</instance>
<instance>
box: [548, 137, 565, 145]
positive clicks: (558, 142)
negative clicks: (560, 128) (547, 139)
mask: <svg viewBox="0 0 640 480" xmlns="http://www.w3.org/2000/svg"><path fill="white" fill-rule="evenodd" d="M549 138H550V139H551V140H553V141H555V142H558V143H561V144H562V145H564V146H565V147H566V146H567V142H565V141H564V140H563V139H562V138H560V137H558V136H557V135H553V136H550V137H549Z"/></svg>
····················
*Job item*
Reproduce every item above verbatim, keeping each line unchanged.

*Finished task*
</instance>
<instance>
box: [548, 137, 565, 145]
positive clicks: (558, 142)
negative clicks: (560, 128) (547, 139)
mask: <svg viewBox="0 0 640 480" xmlns="http://www.w3.org/2000/svg"><path fill="white" fill-rule="evenodd" d="M549 138H550V139H551V140H553V141H555V142H558V143H561V144H562V145H564V146H565V147H566V146H567V142H565V141H564V140H563V139H562V138H560V137H558V136H557V135H553V136H550V137H549Z"/></svg>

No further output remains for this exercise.